> PREGUNTAS POR RESPONDER:
A – En el texto sobre la siesta y Heidi, ¿frente a qué arroyo vivía quien narra?
B – Por favor, continúa el texto sobre la siesta y Heidi a partir de su última oración.

> TEXTO PROPORCIONADO:
###
Tendría nueve o diez años cuando terminé por desear
la hora de la siesta, tan detestada en un principio.
Vivíamos en el Prado, frente al arroyo Miguelete, un
predio baldío desbordado de yuyitos, flores, mariposas y pájaros: mi infinito jardín.
Bajo la sombra fresca y azul de los paraísos que acariciaba la celosía de la
ventana apenas entreabierta, fui feliz. Una felicidad sencilla, secreta, de a
ratos hasta punzante, pero tan cálida que hasta hoy me abriga.
Al calor de las dos de la tarde, mientras las chicharras
me avisaban que era ya tiempo, abría mi Heidi por centésima vez desde que me lo
habían regalado y buscaba morosamente la parte que más me gustaba, aquella en
que la luna asomaba por la ventana del desván donde dormía la niña en la cabaña
de su abuelo... Entonces soñaba con los ojos bien abiertos; soñaba que, algún día,
podría vivir en una casa donde pediría que me construyeran una ventana en el
techo, sobre la cama, para que todas las luces del cielo se posaran en mis párpados...
Quizás los estaba defendiendo de las imágenes oscuras, atroces, que la vida
adulta nos va preparando a todos. No tuve que esperar demasiado.
Hasta hoy no sabía que el doce de junio de cada año
se conmemoran los nacimientos de Johanna Spyri y de Anita. Parecería que la
casualidad se ha desnudado y es sólo pura causalidad.
12 de junio de 1827 - Suiza |
12 de junio de 1929 |
La página El Bibliófilo Enmascarado es una muy interesante fuente de información. ¡Recomendada! |
HEIDI (Fragmento)
Cerca del
rincón en el que estaba la cama del abuelo había una escalera de mano apoyada
contra la pared, que conducía al desván de la cabaña. Por ella subió Heidi
ágilmente y descubrió arriba un montón de oloroso heno. Una pequeña ventana
redonda permitía ver desde el desván todo el valle.
-¡Qué bien se
está aquí! -exclamó gozosa la pequeña -Aquí quiero dormir, abuelito. ¡Sube y
verás qué bonito es esto! -Ya lo conozco -contestó el Viejo.
-Ahora voy a
hacerme la cama -volvió a decir la niña, corriendo de un lado para otro-, pero
es preciso que subas y me traigas una sábana.
###
> DATOS REGISTRADOS:
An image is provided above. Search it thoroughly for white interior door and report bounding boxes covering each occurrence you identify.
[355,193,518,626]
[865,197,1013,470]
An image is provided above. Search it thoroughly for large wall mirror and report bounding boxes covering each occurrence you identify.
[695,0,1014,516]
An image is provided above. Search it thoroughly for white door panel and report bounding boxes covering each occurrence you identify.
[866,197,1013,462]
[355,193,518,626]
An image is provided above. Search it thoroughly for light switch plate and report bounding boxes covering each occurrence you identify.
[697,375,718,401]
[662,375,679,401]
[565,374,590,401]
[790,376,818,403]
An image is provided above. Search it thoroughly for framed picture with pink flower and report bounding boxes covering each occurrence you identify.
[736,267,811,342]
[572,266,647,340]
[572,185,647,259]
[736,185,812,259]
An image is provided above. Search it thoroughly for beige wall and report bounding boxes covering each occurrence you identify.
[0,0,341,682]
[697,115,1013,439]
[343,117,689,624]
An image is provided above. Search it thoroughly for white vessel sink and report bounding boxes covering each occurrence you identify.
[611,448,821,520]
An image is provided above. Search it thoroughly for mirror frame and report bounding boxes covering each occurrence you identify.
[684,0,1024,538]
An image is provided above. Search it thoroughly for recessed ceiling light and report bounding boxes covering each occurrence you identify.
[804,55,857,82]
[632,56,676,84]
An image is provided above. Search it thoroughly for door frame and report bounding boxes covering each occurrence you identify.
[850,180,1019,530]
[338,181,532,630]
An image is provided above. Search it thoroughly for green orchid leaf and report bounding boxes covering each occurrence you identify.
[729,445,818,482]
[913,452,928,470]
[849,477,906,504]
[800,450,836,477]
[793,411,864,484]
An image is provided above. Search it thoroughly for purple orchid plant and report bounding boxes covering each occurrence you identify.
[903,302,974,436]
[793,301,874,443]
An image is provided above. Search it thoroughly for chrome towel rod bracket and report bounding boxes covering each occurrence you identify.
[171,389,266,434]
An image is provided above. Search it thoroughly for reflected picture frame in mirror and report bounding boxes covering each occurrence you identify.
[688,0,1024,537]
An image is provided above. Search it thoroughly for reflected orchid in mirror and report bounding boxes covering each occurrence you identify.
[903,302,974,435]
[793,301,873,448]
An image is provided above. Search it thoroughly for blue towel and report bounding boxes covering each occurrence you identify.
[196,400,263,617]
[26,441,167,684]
###
> LISTA DE RESPUESTAS:
A – Frente al arroyo Miguelete.

B –
-¡Está bien,
ahora voy! -respondió el abuelo, y en seguida se dirigió al armario.
Rebuscó en su
interior durante un rato y por fin extrajo un gran trozo de tela basta. El
lecho que Heidi se había preparado sobre el suelo del desván no desagradó al
anciano.
-Muy bien, así
me gusta -dijo el abuelo-; aquí traigo la sábana, pero antes de ponerla, espera
un poco.
Y diciendo
esto, cogió más heno y aumentó el espesor del lecho para que la niña no notara
la dureza del suelo.
Su abuelo la
ayudó a extender la sábana y una vez colocada, Heidi se detuvo pensativa ante
su obra.
-Nos hemos
olvidado una cosa, abuelito -dijo a poco.
-¿Qué es?
-La manta.
-Espera un
momento -dijo el anciano, y descendió la escalera; se dirigió a su cama y
volvió poco después con un gran saco de pesado lienzo.
Pronto quedó
extendida la tela de saco sobre el lecho improvisado. Heidi quedó de nuevo
contemplando la obra y por fin exclamó:
-La manta es
muy bonita y la cama me gusta mucho, mucho. Quisiera que fuera de noche, para
poder acostarme ya en ella.
-Creo que será
mejor que vayamos a comer algo -respondió el abuelo-. ¿Qué te parece a ti?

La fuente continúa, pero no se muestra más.